** DATA FOR PROCESSING **
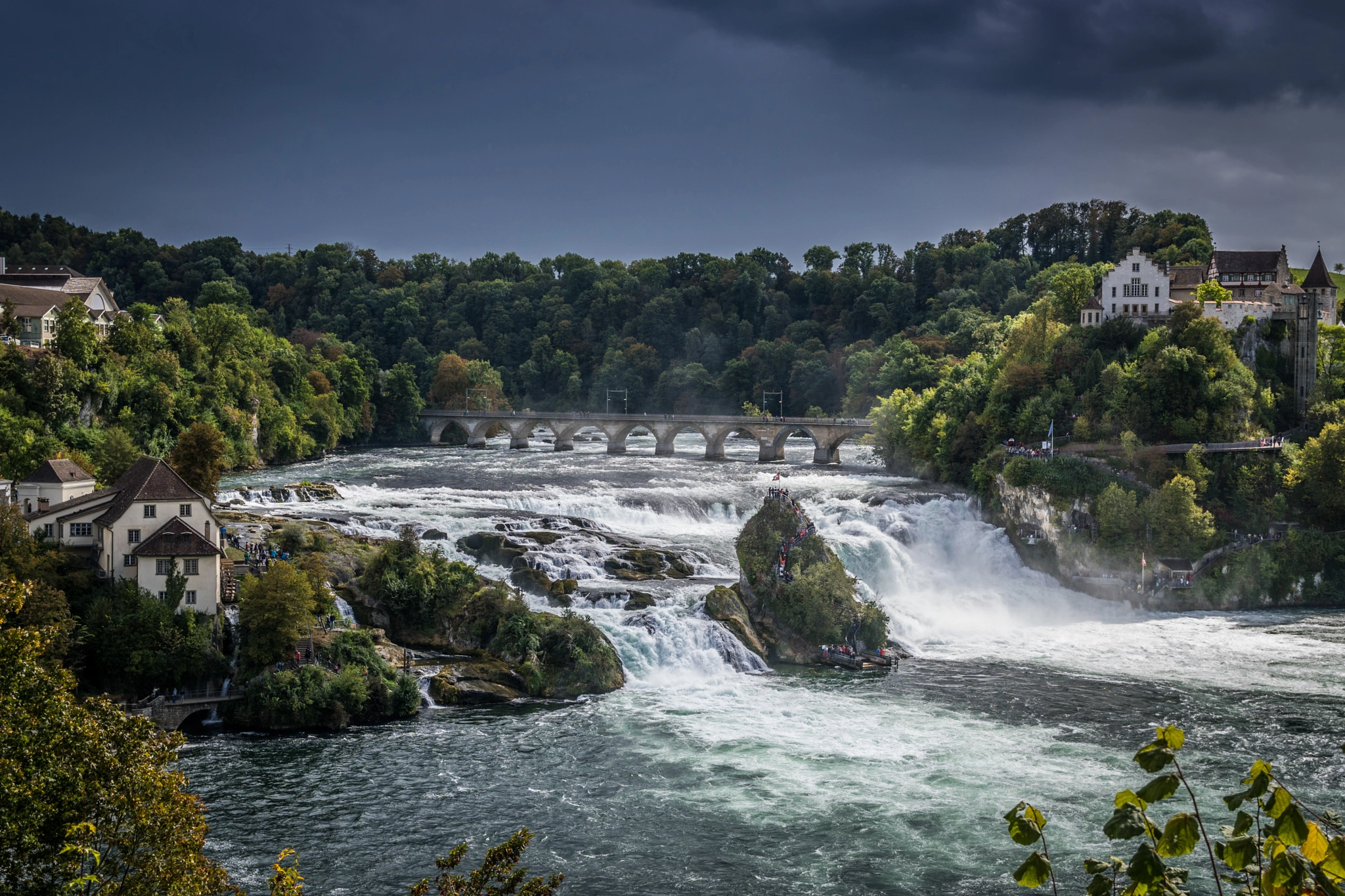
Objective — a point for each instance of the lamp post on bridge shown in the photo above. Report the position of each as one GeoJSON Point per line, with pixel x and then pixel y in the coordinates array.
{"type": "Point", "coordinates": [483, 395]}
{"type": "Point", "coordinates": [779, 398]}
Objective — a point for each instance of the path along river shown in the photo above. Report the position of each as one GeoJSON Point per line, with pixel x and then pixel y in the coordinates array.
{"type": "Point", "coordinates": [697, 778]}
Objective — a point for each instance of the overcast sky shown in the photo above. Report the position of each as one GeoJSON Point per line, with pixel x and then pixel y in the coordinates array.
{"type": "Point", "coordinates": [635, 129]}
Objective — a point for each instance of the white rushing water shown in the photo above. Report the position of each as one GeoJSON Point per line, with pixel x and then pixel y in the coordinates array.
{"type": "Point", "coordinates": [705, 773]}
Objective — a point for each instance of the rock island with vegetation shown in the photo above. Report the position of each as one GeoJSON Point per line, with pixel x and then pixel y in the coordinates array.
{"type": "Point", "coordinates": [787, 618]}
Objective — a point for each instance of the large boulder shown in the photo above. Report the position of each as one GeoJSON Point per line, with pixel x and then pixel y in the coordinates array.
{"type": "Point", "coordinates": [490, 547]}
{"type": "Point", "coordinates": [816, 603]}
{"type": "Point", "coordinates": [726, 606]}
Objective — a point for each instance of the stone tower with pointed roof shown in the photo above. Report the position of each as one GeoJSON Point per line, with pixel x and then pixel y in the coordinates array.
{"type": "Point", "coordinates": [146, 524]}
{"type": "Point", "coordinates": [1319, 282]}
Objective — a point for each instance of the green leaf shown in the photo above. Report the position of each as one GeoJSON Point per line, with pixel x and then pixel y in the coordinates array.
{"type": "Point", "coordinates": [1158, 789]}
{"type": "Point", "coordinates": [1033, 872]}
{"type": "Point", "coordinates": [1130, 797]}
{"type": "Point", "coordinates": [1238, 853]}
{"type": "Point", "coordinates": [1126, 822]}
{"type": "Point", "coordinates": [1034, 816]}
{"type": "Point", "coordinates": [1024, 832]}
{"type": "Point", "coordinates": [1099, 885]}
{"type": "Point", "coordinates": [1278, 802]}
{"type": "Point", "coordinates": [1172, 735]}
{"type": "Point", "coordinates": [1155, 757]}
{"type": "Point", "coordinates": [1292, 826]}
{"type": "Point", "coordinates": [1180, 836]}
{"type": "Point", "coordinates": [1146, 867]}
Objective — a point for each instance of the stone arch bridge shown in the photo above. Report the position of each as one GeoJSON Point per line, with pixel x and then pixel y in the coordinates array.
{"type": "Point", "coordinates": [770, 433]}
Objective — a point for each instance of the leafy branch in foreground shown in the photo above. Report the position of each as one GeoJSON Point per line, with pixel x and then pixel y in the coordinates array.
{"type": "Point", "coordinates": [1283, 856]}
{"type": "Point", "coordinates": [499, 874]}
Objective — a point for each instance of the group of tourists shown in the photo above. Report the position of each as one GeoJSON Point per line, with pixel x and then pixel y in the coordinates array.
{"type": "Point", "coordinates": [256, 553]}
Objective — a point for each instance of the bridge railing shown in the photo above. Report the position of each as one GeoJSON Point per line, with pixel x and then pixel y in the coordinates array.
{"type": "Point", "coordinates": [689, 418]}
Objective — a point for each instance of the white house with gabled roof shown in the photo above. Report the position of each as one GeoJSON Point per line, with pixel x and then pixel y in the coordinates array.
{"type": "Point", "coordinates": [141, 527]}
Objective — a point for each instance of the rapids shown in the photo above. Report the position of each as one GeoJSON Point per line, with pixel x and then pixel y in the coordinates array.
{"type": "Point", "coordinates": [707, 774]}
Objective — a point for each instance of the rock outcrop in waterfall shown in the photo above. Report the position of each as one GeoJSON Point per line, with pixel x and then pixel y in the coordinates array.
{"type": "Point", "coordinates": [793, 593]}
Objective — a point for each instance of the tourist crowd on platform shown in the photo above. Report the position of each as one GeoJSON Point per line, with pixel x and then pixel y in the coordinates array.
{"type": "Point", "coordinates": [255, 553]}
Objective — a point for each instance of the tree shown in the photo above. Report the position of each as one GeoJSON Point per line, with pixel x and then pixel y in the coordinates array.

** TASK DETAILS **
Repeat the records above exactly, leaving out the pictures.

** SOLUTION TO THIS TASK **
Objective — a point for each instance of the lamp post on bridge shown in the photo above. Report the position of each as one GeoJSON Point per line, with pixel x and then pixel y in the coordinates array.
{"type": "Point", "coordinates": [483, 395]}
{"type": "Point", "coordinates": [779, 398]}
Objective — a point for each instance of the path along river shown in the photo above. Report the position of each as one GeoJSON Point per line, with pixel x and then pixel y in the coordinates array.
{"type": "Point", "coordinates": [697, 778]}
Objective — a point for each instance of the overcast sky shown in the photo above. Report the position of each as one GeoJSON Point per line, with pixel x and then pixel y in the coordinates array.
{"type": "Point", "coordinates": [635, 129]}
Objective — a point for each instance of the white rushing water shown in the photo above. Report the position of each as one GeoJSON Point per line, with pixel x and then pixel y in the coordinates array.
{"type": "Point", "coordinates": [705, 773]}
Objective — a point for each instance of the rock island with vegetation shown in the photo above. Report the position of each as one GeoJSON Point per line, with pixel x and then pixel y in the coordinates array.
{"type": "Point", "coordinates": [787, 618]}
Objective — a point for each instance of the large boulder shown in the photo above. Report the position of each as one GeoJSON Point per line, with pixel x and then pixel y in the coordinates array.
{"type": "Point", "coordinates": [490, 547]}
{"type": "Point", "coordinates": [816, 603]}
{"type": "Point", "coordinates": [726, 606]}
Objective — a point for each instance of the stone tower with pointed roof shown in the photo above. Report the position of each as one GeoJSON Point per line, with pixel x and then pixel y in the coordinates array.
{"type": "Point", "coordinates": [146, 524]}
{"type": "Point", "coordinates": [1319, 282]}
Objective — a point for each instance of the green leaf shown in the photo above. Report the position of each as one GeoJSON Point per line, with pixel x and then pixel y in the coordinates array.
{"type": "Point", "coordinates": [1158, 789]}
{"type": "Point", "coordinates": [1033, 872]}
{"type": "Point", "coordinates": [1130, 797]}
{"type": "Point", "coordinates": [1238, 853]}
{"type": "Point", "coordinates": [1126, 822]}
{"type": "Point", "coordinates": [1034, 816]}
{"type": "Point", "coordinates": [1024, 832]}
{"type": "Point", "coordinates": [1099, 885]}
{"type": "Point", "coordinates": [1278, 802]}
{"type": "Point", "coordinates": [1172, 735]}
{"type": "Point", "coordinates": [1155, 757]}
{"type": "Point", "coordinates": [1292, 826]}
{"type": "Point", "coordinates": [1180, 836]}
{"type": "Point", "coordinates": [1146, 867]}
Objective — a point for each instance of the stone arch bridge shown in the photo above. Report the position of each as one GeoJSON Point per line, with pixel x and then pixel y in the coordinates array.
{"type": "Point", "coordinates": [770, 433]}
Objective — a point for each instance of the leafy branch in foreground shown in the photo above. Report the position of each as one GeoJSON Point per line, with pixel x and then pixel y in the coordinates array.
{"type": "Point", "coordinates": [1283, 856]}
{"type": "Point", "coordinates": [499, 874]}
Objective — a point for each instance of the group of tourists shown in the photo above. Report the position of each as one GeoJSON Point per line, with pixel x and then pixel y in the coordinates array.
{"type": "Point", "coordinates": [256, 553]}
Objective — a point for each instance of the bridge railing shown in the photo above. Report the position of each as one GeoJSON Point per line, with pixel x and then pixel y in the coordinates array.
{"type": "Point", "coordinates": [689, 418]}
Objective — a point for each instance of the white house with gabled roof shown in the photo above. Report the position of each as one GeoJSON Point per line, with pixel x and then pixel y in the coordinates array.
{"type": "Point", "coordinates": [141, 527]}
Objective — a point for each instance of the rapids shown in the photo above. Report the position of each as one GeoJSON Point per line, with pixel x and then pixel y in the coordinates array.
{"type": "Point", "coordinates": [707, 774]}
Objective — a point for each instance of the rock outcrop in waterfall shown in the photo above. Report the position of each as one GeoJSON Point per line, with pixel x and then pixel y in the coordinates array.
{"type": "Point", "coordinates": [793, 593]}
Objective — a point for each instance of the tourist crowd on platform shown in the photo above. Report the position of each as one GeoJSON Point per line, with pixel x and then pixel y in the coordinates array.
{"type": "Point", "coordinates": [255, 553]}
Objective — a point for each instance of the tree shown in the photo above. Report the position of each as one GeoJSON Point per line, with pixel x and then pixel y in the coordinates array.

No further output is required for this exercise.